Instruction —
From the entries below, pick out and copy every line that contains the word "wheel". Case counts.

#### Provided entries ####

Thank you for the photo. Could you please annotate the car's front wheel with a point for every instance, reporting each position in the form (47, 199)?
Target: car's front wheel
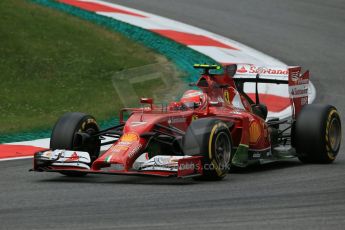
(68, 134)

####
#### Provided entries ####

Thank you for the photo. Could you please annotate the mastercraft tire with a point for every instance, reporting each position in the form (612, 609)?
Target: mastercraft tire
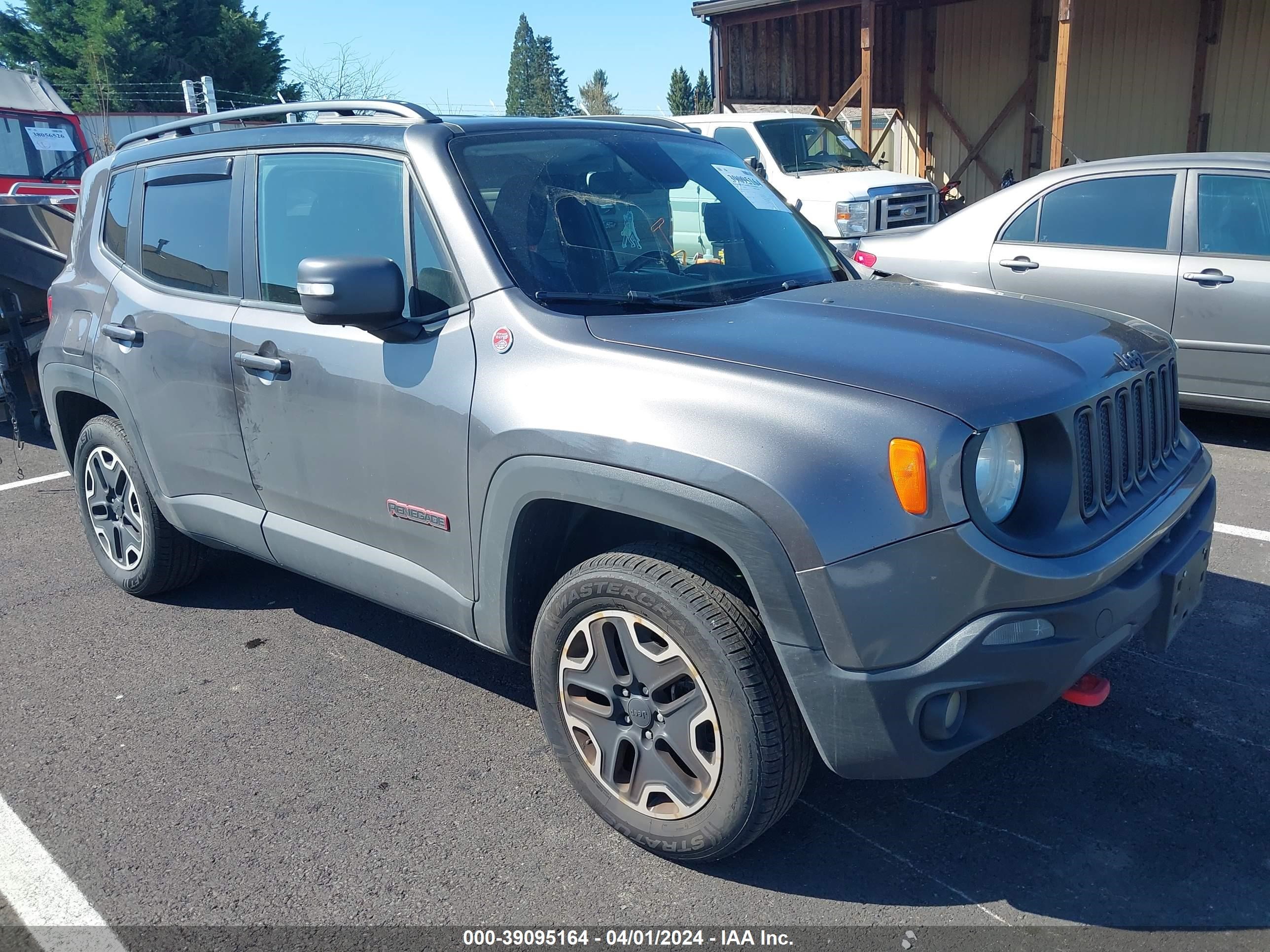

####

Finished exercise —
Thank you for the photo. Could you please annotate the car's front wheel with a point for every instance, reporting each position in the form (47, 199)?
Target: car's front wheel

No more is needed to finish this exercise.